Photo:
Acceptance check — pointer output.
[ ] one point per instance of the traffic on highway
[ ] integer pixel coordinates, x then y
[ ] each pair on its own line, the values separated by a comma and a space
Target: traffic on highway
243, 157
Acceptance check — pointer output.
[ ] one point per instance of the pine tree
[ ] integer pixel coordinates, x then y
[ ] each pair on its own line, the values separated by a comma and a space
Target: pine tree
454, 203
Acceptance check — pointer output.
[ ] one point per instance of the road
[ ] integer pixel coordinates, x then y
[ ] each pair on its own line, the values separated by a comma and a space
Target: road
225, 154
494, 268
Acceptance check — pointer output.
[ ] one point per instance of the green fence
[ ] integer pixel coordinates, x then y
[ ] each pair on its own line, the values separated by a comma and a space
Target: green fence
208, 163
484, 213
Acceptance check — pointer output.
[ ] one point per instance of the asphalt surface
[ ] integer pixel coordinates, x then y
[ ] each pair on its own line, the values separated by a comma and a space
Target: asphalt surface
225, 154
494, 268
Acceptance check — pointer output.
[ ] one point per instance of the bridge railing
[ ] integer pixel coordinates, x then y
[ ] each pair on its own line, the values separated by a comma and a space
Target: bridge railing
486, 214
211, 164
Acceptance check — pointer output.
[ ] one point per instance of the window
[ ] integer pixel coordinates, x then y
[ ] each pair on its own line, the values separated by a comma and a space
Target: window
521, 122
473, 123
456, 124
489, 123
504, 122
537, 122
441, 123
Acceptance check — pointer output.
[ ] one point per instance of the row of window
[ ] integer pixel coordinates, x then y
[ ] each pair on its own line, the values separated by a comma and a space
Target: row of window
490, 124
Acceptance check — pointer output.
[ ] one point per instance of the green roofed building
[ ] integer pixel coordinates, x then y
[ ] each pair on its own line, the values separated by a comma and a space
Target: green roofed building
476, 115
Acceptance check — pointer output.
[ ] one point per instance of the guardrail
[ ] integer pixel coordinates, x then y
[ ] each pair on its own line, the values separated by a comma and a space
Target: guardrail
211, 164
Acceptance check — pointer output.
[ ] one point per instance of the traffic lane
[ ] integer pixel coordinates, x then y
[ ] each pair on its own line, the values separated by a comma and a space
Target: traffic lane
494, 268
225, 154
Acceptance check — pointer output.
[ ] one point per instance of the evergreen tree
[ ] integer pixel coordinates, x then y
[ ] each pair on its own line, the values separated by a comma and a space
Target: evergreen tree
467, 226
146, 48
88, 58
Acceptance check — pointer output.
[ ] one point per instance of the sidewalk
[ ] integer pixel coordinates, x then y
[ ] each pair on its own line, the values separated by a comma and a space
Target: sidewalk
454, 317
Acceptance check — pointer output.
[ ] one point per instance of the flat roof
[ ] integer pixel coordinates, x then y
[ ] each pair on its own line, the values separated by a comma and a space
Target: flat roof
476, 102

_ _ _ _ _ _ _

## [What is being asked]
Make an exact copy of all the data.

## [Exercise solution]
Photo:
Acceptance check — pointer output.
[ ] one point per instance of the traffic on highway
[ ] integer pixel coordinates, x then y
[ ] each pair on its own line, the values separated by a comma and a space
Target: traffic on highway
243, 157
Acceptance check — pointer output.
[ ] one point per instance of the pine tree
[ ] integer pixel coordinates, x then y
[ ] each pair on its own line, the values separated by a comma and a space
Target: pine tree
454, 203
Acceptance check — pointer output.
[ ] one point per instance of the road
[ ] integer pixel coordinates, x then y
[ ] each pair on its own line, the values separated by a comma and a space
Target: road
225, 154
494, 268
Acceptance check — pointer output.
[ ] one point per instance of the green fence
[ ] integer pixel coordinates, x then y
[ ] each pair on its own line, the values separated by a comma and a space
Target: green fence
208, 163
484, 213
Acceptance check — pointer output.
[ ] one point per instance of the asphalt surface
[ ] integer pixel coordinates, x then y
[ ] each pair on its own line, the values separated by a comma and a space
Target: asphalt surface
225, 154
494, 268
Acceptance check — pointer output.
[ ] one point per instance of the bridge railing
[ ] integer pixel coordinates, x then y
[ ] each pair on its own line, the values separated by a comma and a space
Target: bridge railing
486, 214
211, 164
Acceptance check — pointer output.
[ ] one point per instance of the window
[ ] integer pixel coordinates, x then y
[ ] each pair on its own line, the values separated by a comma and a space
Target: window
521, 122
473, 123
456, 124
489, 123
504, 122
537, 122
441, 123
Acceptance check — pointer output.
[ ] one point per instance of the row of window
[ ] integer pixel coordinates, x then y
[ ] each pair on its own line, the values separated by a comma and a space
Target: row of window
490, 124
Acceptance check — pointer output.
[ ] one point per instance of the green roofed building
[ ] integer pixel coordinates, x then y
[ ] each pair on its own line, the values separated by a comma and a space
Target: green roofed building
476, 115
Acceptance check — pointer output.
[ ] one point per instance of the guardrail
[ ] integer pixel coordinates, x then y
[ ] each pair on its own line, the values separated by a comma and a space
Target: guardrail
211, 164
Acceptance check — pointer output.
[ ] one point per instance of the traffic lane
[ ] integer pixel coordinates, x then y
[ ] each pair on its own line, the values separated by a comma and a space
Target: traffic lane
494, 268
225, 154
Acceptance check — pointer output.
[ ] one point per instance of the evergreen tree
[ ] integer pixel coordinates, x then y
[ ] each pair on its own line, the values separated by a comma and a space
Target: evergreen tree
467, 226
146, 48
88, 58
Acceptance check — pointer output.
[ ] one point per instance of the sidewalk
[ ] integer pixel coordinates, x then y
[ ] each pair on its own line, the values separated by a comma and a space
Target: sidewalk
454, 317
Acceptance check — pointer output.
[ ] one point per instance of the flat roof
[ ] integer pixel coordinates, x then y
[ ] each pair on its own line, the values separated by a comma and a space
Target: flat roof
476, 102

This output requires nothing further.